Dataset extract >>

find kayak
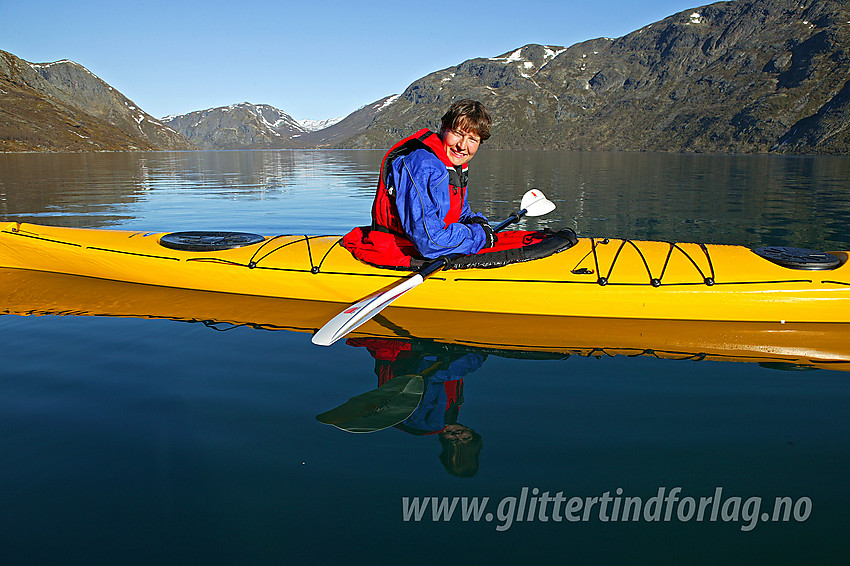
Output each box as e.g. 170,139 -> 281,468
0,222 -> 850,326
0,268 -> 850,371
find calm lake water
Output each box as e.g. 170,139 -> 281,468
0,151 -> 850,565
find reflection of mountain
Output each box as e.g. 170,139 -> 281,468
0,269 -> 850,370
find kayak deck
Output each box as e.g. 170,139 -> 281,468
0,222 -> 850,323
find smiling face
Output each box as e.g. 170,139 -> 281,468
440,128 -> 481,167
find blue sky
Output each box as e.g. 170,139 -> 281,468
0,0 -> 700,120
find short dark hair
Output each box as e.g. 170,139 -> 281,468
440,98 -> 491,141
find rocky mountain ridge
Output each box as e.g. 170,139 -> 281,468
342,0 -> 850,154
0,0 -> 850,154
0,51 -> 196,151
163,102 -> 308,149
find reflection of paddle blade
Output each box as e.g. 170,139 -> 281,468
316,375 -> 424,432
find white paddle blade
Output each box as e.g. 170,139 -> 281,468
311,273 -> 425,346
519,189 -> 555,216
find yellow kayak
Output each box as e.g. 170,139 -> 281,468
0,268 -> 850,371
0,222 -> 850,324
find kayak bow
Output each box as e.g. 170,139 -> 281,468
0,222 -> 850,323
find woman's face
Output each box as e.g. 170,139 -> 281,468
442,128 -> 481,167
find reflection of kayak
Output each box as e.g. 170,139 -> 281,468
0,223 -> 850,326
0,269 -> 850,371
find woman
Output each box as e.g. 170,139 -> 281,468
343,99 -> 496,268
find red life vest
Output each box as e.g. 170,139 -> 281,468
342,129 -> 469,269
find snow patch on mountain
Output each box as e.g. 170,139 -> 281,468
297,116 -> 345,132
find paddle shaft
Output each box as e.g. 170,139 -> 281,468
312,189 -> 555,346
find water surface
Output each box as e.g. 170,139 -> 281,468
0,151 -> 850,564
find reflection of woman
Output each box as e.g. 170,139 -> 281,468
347,338 -> 487,477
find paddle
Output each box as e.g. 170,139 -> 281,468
312,189 -> 555,346
316,362 -> 442,432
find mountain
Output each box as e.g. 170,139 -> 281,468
163,102 -> 308,149
298,94 -> 399,148
0,51 -> 195,151
0,0 -> 850,154
298,116 -> 345,132
340,0 -> 850,154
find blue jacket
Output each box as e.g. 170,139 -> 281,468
389,149 -> 487,258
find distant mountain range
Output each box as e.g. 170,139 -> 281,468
0,0 -> 850,154
0,51 -> 196,151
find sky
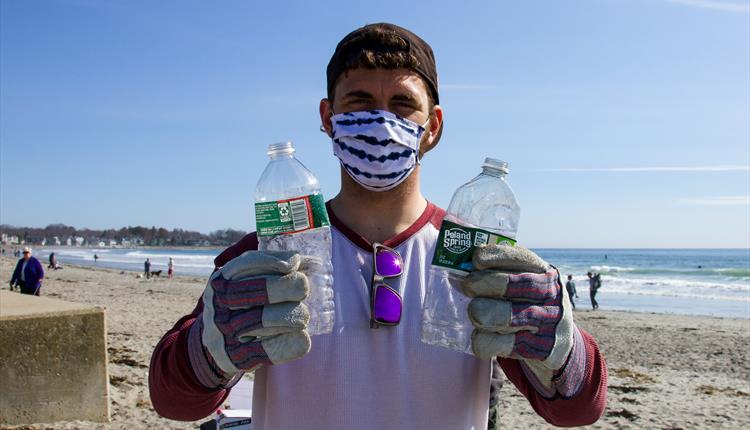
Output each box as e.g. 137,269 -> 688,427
0,0 -> 750,248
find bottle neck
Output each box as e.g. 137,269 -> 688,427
268,151 -> 294,160
482,166 -> 506,178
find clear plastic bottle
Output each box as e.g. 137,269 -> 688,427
422,158 -> 521,354
255,142 -> 335,335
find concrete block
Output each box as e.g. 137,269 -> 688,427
0,291 -> 109,425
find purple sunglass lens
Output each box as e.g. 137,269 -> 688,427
375,248 -> 403,276
372,285 -> 401,324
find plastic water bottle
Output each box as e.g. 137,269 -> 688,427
255,142 -> 335,335
422,158 -> 521,354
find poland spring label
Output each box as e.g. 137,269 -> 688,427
255,194 -> 330,236
432,220 -> 516,273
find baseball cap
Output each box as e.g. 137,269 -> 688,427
326,23 -> 440,104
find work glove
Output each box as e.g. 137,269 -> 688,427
462,244 -> 586,397
188,251 -> 310,388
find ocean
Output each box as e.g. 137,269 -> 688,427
35,247 -> 750,319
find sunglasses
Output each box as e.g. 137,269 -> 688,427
370,243 -> 404,328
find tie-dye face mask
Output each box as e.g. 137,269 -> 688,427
331,110 -> 429,191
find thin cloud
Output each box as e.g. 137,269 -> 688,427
664,0 -> 750,13
542,165 -> 750,173
681,196 -> 750,206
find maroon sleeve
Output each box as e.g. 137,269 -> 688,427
498,330 -> 607,427
148,233 -> 258,421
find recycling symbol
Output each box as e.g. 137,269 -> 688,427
279,204 -> 291,222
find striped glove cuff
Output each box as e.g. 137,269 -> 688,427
521,327 -> 586,399
187,315 -> 243,389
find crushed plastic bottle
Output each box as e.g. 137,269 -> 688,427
422,158 -> 521,354
255,142 -> 335,335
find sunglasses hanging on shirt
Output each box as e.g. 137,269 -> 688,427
370,243 -> 404,328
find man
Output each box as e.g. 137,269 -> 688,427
565,275 -> 578,310
10,246 -> 44,296
149,24 -> 607,430
586,272 -> 602,310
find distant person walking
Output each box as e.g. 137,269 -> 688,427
565,275 -> 578,310
586,272 -> 602,310
47,252 -> 60,270
10,246 -> 44,296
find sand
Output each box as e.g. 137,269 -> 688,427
0,257 -> 750,429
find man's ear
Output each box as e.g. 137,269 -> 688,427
419,105 -> 443,158
319,99 -> 333,137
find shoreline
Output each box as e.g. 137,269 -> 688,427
0,258 -> 750,430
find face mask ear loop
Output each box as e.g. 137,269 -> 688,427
417,114 -> 432,164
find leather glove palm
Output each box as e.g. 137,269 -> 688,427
188,251 -> 310,386
462,245 -> 585,395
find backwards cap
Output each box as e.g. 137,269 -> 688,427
326,23 -> 440,104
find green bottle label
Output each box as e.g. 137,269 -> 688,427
255,194 -> 330,236
432,220 -> 516,273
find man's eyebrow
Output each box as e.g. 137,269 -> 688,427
391,93 -> 422,107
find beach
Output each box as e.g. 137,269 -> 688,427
0,257 -> 750,429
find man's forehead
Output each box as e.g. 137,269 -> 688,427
335,68 -> 428,97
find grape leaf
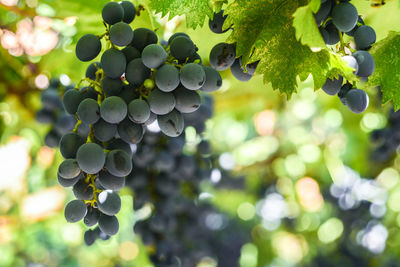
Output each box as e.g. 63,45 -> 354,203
150,0 -> 213,29
368,31 -> 400,110
225,0 -> 354,98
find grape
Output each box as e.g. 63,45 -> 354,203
118,120 -> 144,144
147,89 -> 175,115
155,64 -> 180,92
314,0 -> 332,26
60,133 -> 85,159
83,229 -> 97,246
332,3 -> 358,32
99,215 -> 119,235
342,56 -> 358,75
35,109 -> 56,123
101,48 -> 126,79
57,172 -> 84,187
200,66 -> 222,92
142,44 -> 168,69
119,85 -> 139,104
322,75 -> 343,95
131,28 -> 158,52
97,190 -> 121,217
85,62 -> 101,81
76,143 -> 106,174
63,90 -> 83,115
101,2 -> 124,25
119,1 -> 136,24
110,22 -> 133,46
100,96 -> 128,123
107,138 -> 132,155
170,36 -> 196,60
354,25 -> 376,50
125,58 -> 151,86
128,99 -> 150,123
72,179 -> 93,200
173,87 -> 201,113
77,98 -> 100,124
75,34 -> 101,61
106,149 -> 132,177
64,199 -> 87,223
83,206 -> 100,227
93,119 -> 117,142
168,32 -> 190,45
41,89 -> 62,111
157,109 -> 184,137
353,50 -> 375,77
58,159 -> 81,179
101,77 -> 123,96
210,43 -> 236,71
99,171 -> 125,191
180,63 -> 206,90
208,10 -> 229,33
345,89 -> 369,113
121,46 -> 140,62
231,59 -> 253,82
324,20 -> 340,45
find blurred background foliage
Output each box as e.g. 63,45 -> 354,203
0,0 -> 400,267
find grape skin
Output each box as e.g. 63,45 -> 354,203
142,44 -> 168,69
147,89 -> 175,115
60,133 -> 85,159
76,143 -> 106,174
353,50 -> 375,77
75,34 -> 101,62
170,36 -> 196,60
173,87 -> 201,113
332,3 -> 358,32
157,109 -> 184,137
99,215 -> 119,236
100,96 -> 128,123
77,98 -> 100,124
128,99 -> 150,123
345,89 -> 369,114
210,43 -> 236,71
200,66 -> 222,92
118,120 -> 144,144
97,190 -> 121,216
180,63 -> 206,90
110,22 -> 133,46
125,58 -> 151,86
64,199 -> 87,223
101,48 -> 126,79
101,2 -> 124,25
106,149 -> 132,177
155,64 -> 180,92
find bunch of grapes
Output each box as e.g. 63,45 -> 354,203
36,78 -> 87,147
314,0 -> 376,113
371,109 -> 400,163
208,10 -> 259,82
58,1 -> 222,245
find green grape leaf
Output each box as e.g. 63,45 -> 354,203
368,31 -> 400,110
150,0 -> 213,29
225,0 -> 354,98
293,2 -> 326,49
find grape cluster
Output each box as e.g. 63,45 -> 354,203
35,78 -> 87,147
314,0 -> 376,113
58,1 -> 222,245
126,98 -> 248,266
208,10 -> 259,82
371,109 -> 400,163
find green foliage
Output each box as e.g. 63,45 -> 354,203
150,0 -> 213,29
369,31 -> 400,110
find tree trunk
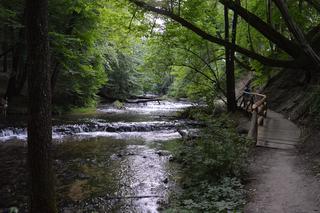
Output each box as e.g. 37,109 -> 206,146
273,0 -> 320,77
129,0 -> 304,69
26,0 -> 57,213
219,0 -> 301,58
224,2 -> 237,112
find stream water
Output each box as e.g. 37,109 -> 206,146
0,101 -> 197,213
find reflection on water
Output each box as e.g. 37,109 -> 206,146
0,102 -> 195,213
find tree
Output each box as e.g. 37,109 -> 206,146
26,0 -> 57,213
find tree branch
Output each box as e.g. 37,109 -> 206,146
219,0 -> 300,58
129,0 -> 301,69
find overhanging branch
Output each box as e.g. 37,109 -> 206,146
129,0 -> 301,69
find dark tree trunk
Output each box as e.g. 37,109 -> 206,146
26,0 -> 57,213
219,0 -> 300,58
224,2 -> 238,112
129,0 -> 304,69
2,42 -> 8,73
305,0 -> 320,13
273,0 -> 320,78
224,6 -> 236,112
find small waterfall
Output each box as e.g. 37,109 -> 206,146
0,120 -> 200,141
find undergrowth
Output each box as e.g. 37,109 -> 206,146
164,112 -> 251,213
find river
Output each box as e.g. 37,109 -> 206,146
0,101 -> 197,213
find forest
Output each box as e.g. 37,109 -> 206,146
0,0 -> 320,213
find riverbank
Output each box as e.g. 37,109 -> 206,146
0,101 -> 194,212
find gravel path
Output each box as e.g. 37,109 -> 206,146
245,111 -> 320,213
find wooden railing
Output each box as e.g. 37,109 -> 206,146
238,92 -> 268,142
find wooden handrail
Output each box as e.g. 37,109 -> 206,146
238,91 -> 267,142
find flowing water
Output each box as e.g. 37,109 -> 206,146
0,101 -> 198,212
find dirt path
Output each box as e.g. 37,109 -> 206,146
245,111 -> 320,213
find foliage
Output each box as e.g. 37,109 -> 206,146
167,113 -> 251,212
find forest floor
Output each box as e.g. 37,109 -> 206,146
245,112 -> 320,213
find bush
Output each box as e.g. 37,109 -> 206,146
166,116 -> 251,212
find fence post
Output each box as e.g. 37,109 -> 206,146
248,109 -> 258,143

What the task requires >> From the line holding "find riverbank" to the last line of the records, quote each line exactly and add nothing.

Complete response >>
find riverbank
Output each box as e.g. 37,109 -> 206,146
0,101 -> 194,212
find gravel path
Output each box as e.g. 37,109 -> 206,146
245,111 -> 320,213
find wooden railing
Output each box as e.g. 37,109 -> 206,146
238,92 -> 268,142
find wooden handrail
Output each box as e.g. 37,109 -> 206,146
238,91 -> 267,142
find flowing water
Output each box as e.g. 37,109 -> 206,146
0,101 -> 198,212
find dirt path
Output each box as e.g. 37,109 -> 206,146
245,111 -> 320,213
find foliage
Output each box as e.g. 37,109 -> 206,146
167,113 -> 251,212
find forest floor
Output each box as e.g. 37,109 -> 206,146
245,112 -> 320,213
find bush
Output each box as e.g. 37,109 -> 206,146
166,116 -> 251,212
find fence post
Output each box as e.g. 37,109 -> 206,146
248,109 -> 258,143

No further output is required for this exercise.